What this task involves: Say how many lines in the records contain the string "house", giving the number by itself.

Data for review:

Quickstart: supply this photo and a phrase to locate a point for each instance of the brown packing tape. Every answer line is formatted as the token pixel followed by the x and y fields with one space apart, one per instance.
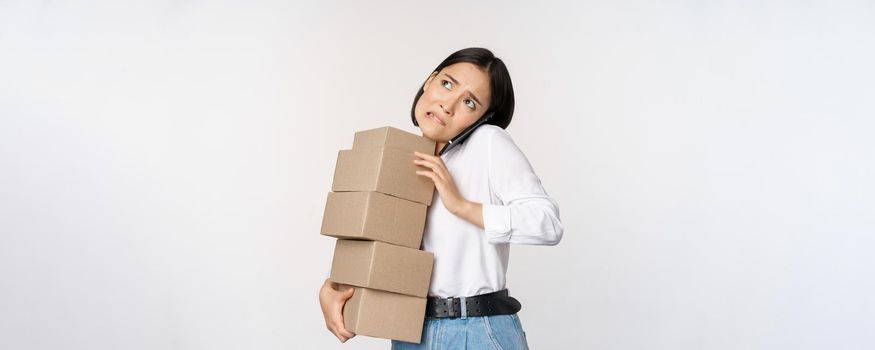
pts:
pixel 374 216
pixel 382 266
pixel 387 170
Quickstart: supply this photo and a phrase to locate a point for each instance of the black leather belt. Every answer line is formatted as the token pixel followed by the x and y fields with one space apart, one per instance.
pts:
pixel 495 303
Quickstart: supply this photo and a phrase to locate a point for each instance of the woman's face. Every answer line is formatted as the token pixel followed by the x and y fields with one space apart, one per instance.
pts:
pixel 452 100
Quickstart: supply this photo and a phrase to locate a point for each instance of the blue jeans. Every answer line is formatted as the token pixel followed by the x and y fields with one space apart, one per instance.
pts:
pixel 498 332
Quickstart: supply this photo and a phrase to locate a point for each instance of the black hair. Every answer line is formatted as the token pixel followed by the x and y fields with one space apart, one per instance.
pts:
pixel 500 85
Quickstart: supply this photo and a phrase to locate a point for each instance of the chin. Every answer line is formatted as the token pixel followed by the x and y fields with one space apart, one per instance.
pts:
pixel 429 132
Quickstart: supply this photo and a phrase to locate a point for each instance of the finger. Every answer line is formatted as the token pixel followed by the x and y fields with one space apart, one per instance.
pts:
pixel 341 329
pixel 339 336
pixel 344 296
pixel 441 168
pixel 434 167
pixel 434 178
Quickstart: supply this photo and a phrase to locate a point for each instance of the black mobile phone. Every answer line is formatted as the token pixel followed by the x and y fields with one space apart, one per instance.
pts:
pixel 464 134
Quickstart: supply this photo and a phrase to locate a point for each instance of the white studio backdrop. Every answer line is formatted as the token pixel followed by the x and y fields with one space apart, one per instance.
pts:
pixel 164 166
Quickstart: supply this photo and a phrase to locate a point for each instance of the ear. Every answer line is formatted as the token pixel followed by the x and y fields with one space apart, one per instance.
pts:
pixel 428 81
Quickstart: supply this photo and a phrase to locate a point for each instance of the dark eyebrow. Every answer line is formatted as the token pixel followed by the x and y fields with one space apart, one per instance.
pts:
pixel 457 82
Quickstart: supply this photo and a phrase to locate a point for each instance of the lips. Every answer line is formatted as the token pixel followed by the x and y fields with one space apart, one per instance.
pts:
pixel 435 117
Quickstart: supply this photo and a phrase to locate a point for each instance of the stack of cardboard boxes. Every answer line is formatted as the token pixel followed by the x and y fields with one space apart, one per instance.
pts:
pixel 376 209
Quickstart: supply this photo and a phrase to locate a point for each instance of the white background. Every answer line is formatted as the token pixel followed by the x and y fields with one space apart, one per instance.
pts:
pixel 164 166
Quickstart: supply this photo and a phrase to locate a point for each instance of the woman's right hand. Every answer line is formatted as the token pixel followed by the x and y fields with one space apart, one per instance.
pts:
pixel 332 300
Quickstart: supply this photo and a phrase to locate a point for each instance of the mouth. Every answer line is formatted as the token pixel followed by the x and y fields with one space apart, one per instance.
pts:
pixel 437 119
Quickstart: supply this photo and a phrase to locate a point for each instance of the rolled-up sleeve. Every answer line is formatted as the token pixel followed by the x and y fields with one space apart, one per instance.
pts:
pixel 526 214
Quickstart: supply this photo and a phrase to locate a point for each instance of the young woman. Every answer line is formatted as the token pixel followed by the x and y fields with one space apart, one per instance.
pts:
pixel 490 198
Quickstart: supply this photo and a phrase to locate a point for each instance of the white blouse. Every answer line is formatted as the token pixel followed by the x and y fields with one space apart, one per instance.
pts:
pixel 490 169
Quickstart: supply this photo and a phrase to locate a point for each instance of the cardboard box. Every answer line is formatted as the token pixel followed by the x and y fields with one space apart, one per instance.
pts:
pixel 374 216
pixel 382 314
pixel 382 160
pixel 390 137
pixel 382 266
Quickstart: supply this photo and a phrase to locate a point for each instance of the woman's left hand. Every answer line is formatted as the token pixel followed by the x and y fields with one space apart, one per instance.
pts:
pixel 443 181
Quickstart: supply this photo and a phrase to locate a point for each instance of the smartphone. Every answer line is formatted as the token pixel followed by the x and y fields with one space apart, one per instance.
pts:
pixel 464 134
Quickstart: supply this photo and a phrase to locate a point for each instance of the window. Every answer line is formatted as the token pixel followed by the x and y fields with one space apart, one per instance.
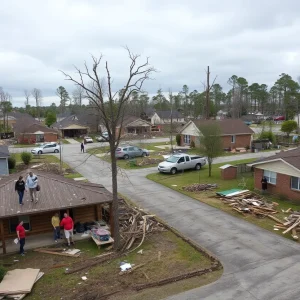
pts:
pixel 187 139
pixel 295 183
pixel 233 139
pixel 181 159
pixel 271 176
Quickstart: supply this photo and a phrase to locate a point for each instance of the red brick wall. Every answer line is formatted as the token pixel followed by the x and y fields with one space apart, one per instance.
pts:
pixel 282 187
pixel 241 141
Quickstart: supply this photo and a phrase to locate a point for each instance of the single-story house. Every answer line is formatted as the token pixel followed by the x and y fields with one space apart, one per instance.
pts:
pixel 282 171
pixel 134 125
pixel 34 133
pixel 71 127
pixel 81 200
pixel 156 117
pixel 4 154
pixel 234 132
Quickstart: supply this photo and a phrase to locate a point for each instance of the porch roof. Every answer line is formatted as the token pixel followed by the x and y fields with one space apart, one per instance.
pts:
pixel 57 192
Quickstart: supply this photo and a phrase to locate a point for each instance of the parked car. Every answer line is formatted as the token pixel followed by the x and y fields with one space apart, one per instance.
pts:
pixel 279 118
pixel 130 152
pixel 180 162
pixel 103 137
pixel 88 139
pixel 46 148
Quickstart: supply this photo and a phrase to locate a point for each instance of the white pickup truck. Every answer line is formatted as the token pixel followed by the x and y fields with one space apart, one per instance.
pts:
pixel 180 162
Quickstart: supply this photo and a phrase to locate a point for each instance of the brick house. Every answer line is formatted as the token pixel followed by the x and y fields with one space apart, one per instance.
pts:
pixel 282 172
pixel 35 133
pixel 234 132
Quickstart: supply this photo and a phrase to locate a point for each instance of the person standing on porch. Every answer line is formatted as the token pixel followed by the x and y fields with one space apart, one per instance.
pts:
pixel 20 188
pixel 21 237
pixel 55 223
pixel 68 225
pixel 31 184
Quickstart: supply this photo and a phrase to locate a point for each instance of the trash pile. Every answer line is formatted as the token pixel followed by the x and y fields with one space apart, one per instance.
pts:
pixel 199 187
pixel 135 225
pixel 290 223
pixel 17 283
pixel 245 201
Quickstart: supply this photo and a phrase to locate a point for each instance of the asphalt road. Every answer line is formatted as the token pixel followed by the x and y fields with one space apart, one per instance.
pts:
pixel 257 264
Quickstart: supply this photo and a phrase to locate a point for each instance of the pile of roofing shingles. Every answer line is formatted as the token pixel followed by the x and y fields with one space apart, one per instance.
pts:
pixel 290 223
pixel 249 202
pixel 17 283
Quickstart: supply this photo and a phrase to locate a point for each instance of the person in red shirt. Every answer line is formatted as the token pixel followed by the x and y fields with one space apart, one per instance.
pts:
pixel 68 225
pixel 21 237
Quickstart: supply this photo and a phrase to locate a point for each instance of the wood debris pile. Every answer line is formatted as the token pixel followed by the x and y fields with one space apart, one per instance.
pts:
pixel 290 224
pixel 249 202
pixel 149 161
pixel 199 187
pixel 135 225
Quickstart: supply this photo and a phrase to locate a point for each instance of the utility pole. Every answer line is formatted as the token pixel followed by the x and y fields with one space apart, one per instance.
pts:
pixel 207 93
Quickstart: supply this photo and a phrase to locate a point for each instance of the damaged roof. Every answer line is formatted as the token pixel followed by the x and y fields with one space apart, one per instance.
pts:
pixel 57 192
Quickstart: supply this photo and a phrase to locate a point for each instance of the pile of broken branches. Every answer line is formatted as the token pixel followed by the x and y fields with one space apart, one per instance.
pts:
pixel 290 223
pixel 249 202
pixel 135 225
pixel 199 187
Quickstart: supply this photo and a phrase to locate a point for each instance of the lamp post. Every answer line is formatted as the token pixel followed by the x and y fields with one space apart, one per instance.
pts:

Expected answer: 2